- _EXERCISE GOAL_
Please quote exactly the opening lines of the data, from the first line to the one where "Annotation task — tag each instance of the white shoe" appears.

### TASK MATERIAL

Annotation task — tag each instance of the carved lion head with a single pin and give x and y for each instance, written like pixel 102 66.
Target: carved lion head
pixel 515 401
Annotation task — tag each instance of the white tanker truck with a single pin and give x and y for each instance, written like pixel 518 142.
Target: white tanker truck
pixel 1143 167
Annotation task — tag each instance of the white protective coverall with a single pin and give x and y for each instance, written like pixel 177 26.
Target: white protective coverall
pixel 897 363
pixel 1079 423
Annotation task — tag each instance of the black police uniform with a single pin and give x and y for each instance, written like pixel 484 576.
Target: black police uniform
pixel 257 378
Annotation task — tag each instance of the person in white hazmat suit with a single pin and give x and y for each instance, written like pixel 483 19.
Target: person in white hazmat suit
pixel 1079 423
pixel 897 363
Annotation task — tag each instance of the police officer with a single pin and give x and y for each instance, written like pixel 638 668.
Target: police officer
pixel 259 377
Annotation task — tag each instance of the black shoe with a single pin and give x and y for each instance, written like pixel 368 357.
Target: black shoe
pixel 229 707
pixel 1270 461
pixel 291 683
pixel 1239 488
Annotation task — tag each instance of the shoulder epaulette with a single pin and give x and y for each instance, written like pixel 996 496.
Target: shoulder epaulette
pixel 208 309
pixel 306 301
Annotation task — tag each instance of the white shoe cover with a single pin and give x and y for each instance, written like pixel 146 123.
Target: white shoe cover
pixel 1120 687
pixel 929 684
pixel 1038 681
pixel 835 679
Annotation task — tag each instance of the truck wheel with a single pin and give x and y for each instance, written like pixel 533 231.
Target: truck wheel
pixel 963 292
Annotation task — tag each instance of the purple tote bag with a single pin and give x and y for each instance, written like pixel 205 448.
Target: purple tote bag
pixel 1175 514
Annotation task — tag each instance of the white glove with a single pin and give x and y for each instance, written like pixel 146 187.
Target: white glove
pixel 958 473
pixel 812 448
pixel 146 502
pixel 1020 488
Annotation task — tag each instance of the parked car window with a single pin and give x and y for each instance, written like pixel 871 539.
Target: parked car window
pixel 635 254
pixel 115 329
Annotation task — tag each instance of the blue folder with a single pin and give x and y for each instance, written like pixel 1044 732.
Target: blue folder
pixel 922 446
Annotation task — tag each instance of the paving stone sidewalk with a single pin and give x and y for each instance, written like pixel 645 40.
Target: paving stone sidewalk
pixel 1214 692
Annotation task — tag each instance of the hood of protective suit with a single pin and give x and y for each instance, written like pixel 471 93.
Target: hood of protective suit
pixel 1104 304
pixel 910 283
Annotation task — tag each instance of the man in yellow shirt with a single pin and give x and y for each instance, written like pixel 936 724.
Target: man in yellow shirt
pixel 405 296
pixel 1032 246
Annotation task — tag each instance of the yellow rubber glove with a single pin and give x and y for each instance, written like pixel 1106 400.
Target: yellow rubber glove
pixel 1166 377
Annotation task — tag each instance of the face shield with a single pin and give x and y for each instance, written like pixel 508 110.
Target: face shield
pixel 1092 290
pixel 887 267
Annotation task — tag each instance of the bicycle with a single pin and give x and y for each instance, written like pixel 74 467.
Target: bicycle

######

- _WORKED SOLUTION_
Annotation task — tag each instance of the carved lion head with a single pin and give x and y for each instance, written like pixel 102 66.
Target: carved lion head
pixel 515 401
Annotation task — tag each instance of the white tanker truck with a single pin and give x and y for each instance, written like pixel 518 142.
Target: white tanker truck
pixel 1143 167
Annotation task — tag each instance of the white protective coverall with a single pin and give x and y for each instance, written like pixel 177 26.
Target: white protective coverall
pixel 897 363
pixel 1079 423
Annotation task — tag each instance of the black police uniform with a single pin and give x and y for each instance, written like pixel 484 576.
Target: black police uniform
pixel 257 378
Annotation task — tag each instance of the person in white hazmat suit with a single pin and give x and y for each instance, written like pixel 483 19.
Target: person in white hazmat suit
pixel 1079 423
pixel 897 363
Annotation task — tag each instance of the police officer with a single pin and give x and y for each instance, written like pixel 638 668.
Target: police officer
pixel 259 377
Annotation task — tag each instance of the black shoe with a single pin and give x and y for each instance, written like pixel 368 357.
Target: black shoe
pixel 229 707
pixel 1270 461
pixel 291 683
pixel 1239 488
Annotation task — tag each instance of the shoulder epaulette with a single pin and give x and y for each instance, written like pixel 996 496.
Target: shoulder epaulette
pixel 208 309
pixel 306 301
Annotation task — tag each instance of the white shoe cover with a single pin and give x and y for each instance, written like pixel 146 123.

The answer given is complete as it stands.